Na primeira coluna Playlist de 2025, Fabiano Moreira* comenta os principais lançamentos musicais de artistas LGBTQIA+ que abriram o ano. A leva de novidades em janeiro inclui os álbuns de FKA Twigs e RuPaul; EPs de Tiffany Boo e Amandona; além dos singles de Olly Alexander, Wes e Urias, Daniela Mercury, Jão, Enme e Uana, Raquel e O Poeta e Traemme.

Abaixo, confira a seleção. E não deixe de seguir também a nossa playlist para não perder os próximos lançamentos.

FKA Twigs – “Eusexua”

Eusexua já é o maior acontecimento da indústria musical este ano, atingindo de cara o maior número de reproduções em um único dia para um álbum feminino lançado no Spotify, acumulando um total de 5,75 milhões de plays em sua estreia. Na Pitchfork, o álbum ganhou nota 9.2, deixando pra trás o Brat, de Charli xcx (8.6); e o Motomami, de Rosalía (8.4). No Xuíter, memes empolgados compararam a obra aos clássicos Post (1995), de Björk; e Ray of Light (1998), de Madonna. “Eusexua” é um neologismo criado pela artista para descrever a “sensação de estar tão eufórico” que alguém poderia “transcender a forma humana”. “Eusexua é para as garotas que encontram seu verdadeiro eu sob um estilete prateado de metal duro no chão úmido da rave”, diz parte do texto sobre um vídeo que ela publicou no TikTok.

“Eusexua é uma prática. Eusexua é um estado de ser. Eusexua é o auge da experiência humana”, diz o cartão de título no final do vídeo para a faixa-título do álbum. Ao Standard, Twigs declarou que é “aquele momento do nada, pouco antes de uma grande onda de inspiração, criatividade ou paixão. Eu descrevo isso como um momento antes de um orgasmo”. O álbum transita do techno ao house, do garage ao drum and bass, como uma carta de amor à dance music. Eusexua é descaradamente Eurodance; “Girl Feels Good” tem guitarra e salto midtempo de “Ray of Light”, de Madonna; “Perfect Stranger” é um retropop garage; “Keep It, Hold It” tem batida house e solenidade coral; a balada “Striptease” é pós-trap, uma tempestade de drum’n’bass. Um álbum que refaz o pop, com colaborações de Eartheater e Koreless, North West, na minha faixa favorita, “Childlike things”, e Dylan Brady

RuPaul – Good Luck and Don’t F%ck It Up

Todo janeiro é sempre igual: começa uma nova temporada de RuPaul´s Drag Race America, o programa original da franquia, e Mama Ru, a bicha mais capitalista da comunidade, aproveita para lançar um álbum de dance music calcado no amparo do autotune. Este ano, Good Luck and Don’t F%ck It Up é um volume mais curto que o habitual, mas funciona com um dance-pop decentemente produzido e alguns momentos divertidos. Exagerado e doce, captura muito bem a energia de RuPaul como drag queen: enérgica, animada e glamourosa.

++++++++

◆ Exercícios:
(1) No texto sobre os lançamentos musicais de janeiro, quantos plays o álbum Eusexua acumulou em sua estreia no Spotify?
(2) Verta para o inglês esta frase do texto sobre os lançamentos musicais: “Exagerado e doce, captura muito bem a energia de RuPaul como drag queen: enérgica, animada e glamourosa.”
(3) Dê continuidade ao texto sobre os lançamentos musicais LGBTQIA+ de janeiro a partir de sua última frase.

++++++++

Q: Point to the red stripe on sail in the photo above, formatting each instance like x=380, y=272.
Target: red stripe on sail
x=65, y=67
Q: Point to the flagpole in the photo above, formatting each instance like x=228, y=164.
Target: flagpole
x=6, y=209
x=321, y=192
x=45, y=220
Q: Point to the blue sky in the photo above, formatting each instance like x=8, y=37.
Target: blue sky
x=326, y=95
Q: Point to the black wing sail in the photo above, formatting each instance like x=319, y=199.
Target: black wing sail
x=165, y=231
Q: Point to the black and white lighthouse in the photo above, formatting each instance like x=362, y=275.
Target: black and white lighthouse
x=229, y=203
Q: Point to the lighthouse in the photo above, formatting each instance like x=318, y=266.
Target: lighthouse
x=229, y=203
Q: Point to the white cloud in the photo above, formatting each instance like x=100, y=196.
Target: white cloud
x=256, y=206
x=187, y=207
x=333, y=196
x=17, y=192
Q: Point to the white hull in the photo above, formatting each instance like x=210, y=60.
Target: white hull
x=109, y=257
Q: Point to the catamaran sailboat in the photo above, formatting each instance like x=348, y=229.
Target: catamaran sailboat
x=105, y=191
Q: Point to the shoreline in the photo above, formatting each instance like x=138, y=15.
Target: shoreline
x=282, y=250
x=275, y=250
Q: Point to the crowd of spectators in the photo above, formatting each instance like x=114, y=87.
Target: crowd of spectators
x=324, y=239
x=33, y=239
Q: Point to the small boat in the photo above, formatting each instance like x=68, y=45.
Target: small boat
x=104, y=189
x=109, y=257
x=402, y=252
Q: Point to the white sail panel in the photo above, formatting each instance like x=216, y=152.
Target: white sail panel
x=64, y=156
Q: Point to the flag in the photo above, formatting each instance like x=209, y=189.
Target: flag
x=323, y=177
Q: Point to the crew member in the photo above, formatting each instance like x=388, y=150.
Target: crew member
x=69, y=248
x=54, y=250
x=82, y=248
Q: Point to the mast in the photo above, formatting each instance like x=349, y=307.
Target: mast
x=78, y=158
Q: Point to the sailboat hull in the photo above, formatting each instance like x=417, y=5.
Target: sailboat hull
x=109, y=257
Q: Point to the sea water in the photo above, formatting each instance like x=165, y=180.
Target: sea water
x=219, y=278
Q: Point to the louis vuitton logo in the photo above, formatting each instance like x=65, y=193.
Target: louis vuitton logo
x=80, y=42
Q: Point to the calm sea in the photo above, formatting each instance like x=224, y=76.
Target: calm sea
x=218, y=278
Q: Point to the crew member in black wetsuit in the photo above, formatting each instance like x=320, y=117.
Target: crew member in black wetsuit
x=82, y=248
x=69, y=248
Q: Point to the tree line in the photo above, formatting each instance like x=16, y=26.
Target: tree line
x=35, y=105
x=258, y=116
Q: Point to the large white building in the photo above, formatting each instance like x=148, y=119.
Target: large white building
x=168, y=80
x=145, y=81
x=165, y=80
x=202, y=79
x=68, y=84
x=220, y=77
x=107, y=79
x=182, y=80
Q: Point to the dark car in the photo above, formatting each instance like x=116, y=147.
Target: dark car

++++++++

◆ Respostas:
(1) 5,75 milhões de plays.

(2) Over-the-top and sweet, it captures RuPaul's energy as a drag queen very well: energetic, lively, and glamorous.

(3)
Tiffany Boo – Requengela

A última sextada de 2024 foi com meu amigo virtual e talentoso multiartista Rawi, de Santarém, no Pará. Pois, por meio de suas mídias, tive acesso a outra artista potente do estado, a drag queen Tiffany Boo, do periférico Conjunto Maguari, na Grande Belém, com quem ele gravou a faixa “Encanto”, que está no  EP de estreia ela, Requengela. O volume ressignifica a expressão, que no vocabulário popular do paraense denomina algo desleixado ou feio e, no trabalho, é uma declaração de resistência e orgulho, mostrando que, mesmo em um contexto marginalizado, a arte pode se elevar e conquistar seu espaço. O EP traz frescor e inovação ao tecnobrega, com influências de carimbó, música eletrônica (EDM) e ragga. “Na periferia, nas aparelhagens, em todos os lugares, existem pessoas LGBTQIA+ que crescem consumindo e também trabalhando direta ou indiretamente com o tecnobrega, mas não temos muitas referências de cantoras e cantores LGBTQIA+. Eu me lancei na música pra ocupar esse espaço, mostrar que é possível. Quero que as manas, os manos e as monas vibrem quando tocar minha música num rock doido e sintam orgulho de ver nossa comunidade no topo”, declara. Na produção musical, colaborações com nomes importantes da cena, como os produtores Tony Link, Rodrigo Camarão, Jr Santorini, além das participações de Rawi e do guitarrista Bizet. 

Amandona – “Intensa”

Qual adjetivo descreve melhor a comunidade sáfica do que Intensa, palavra que também dá nome ao bom EP da grande vocalista e compositora mineira Amandona, uma grata supresa desta Playlist de janeiro, em volume com direção musical da monumental Luiza Brina. “Mulher, você me dá água na boca”, canta, na faixa-título. Além desta canção e da autoral “Pode ser que eu seja”, ela faz um delicado cover de “Maluca”, de Luiz Capucho, mas eternizada na voz de Cássia Eller. Amandona é nova voz da música brasileira, com um timbre marcante que se mostra nessa sua “reapresentação artística”. A faixa que abre o volume, Pode ser que eu seja”, nasceu de um papo com o parceiro de composição Lucca Trezza, de Governador Valadares. “Queria fazer uma música que transmitisse uma coisa meio ‘sou o que sou, não o que acham‘, tipo ‘sou o que sou e agora gosto de mim’, num sentimento da linha ‘sou grandona’ e, ao mesmo tempo, ‘não me siga, estou perdida'”, diverte-se.

Wes, Urias, Carlo e Lastra – “Kawasaki”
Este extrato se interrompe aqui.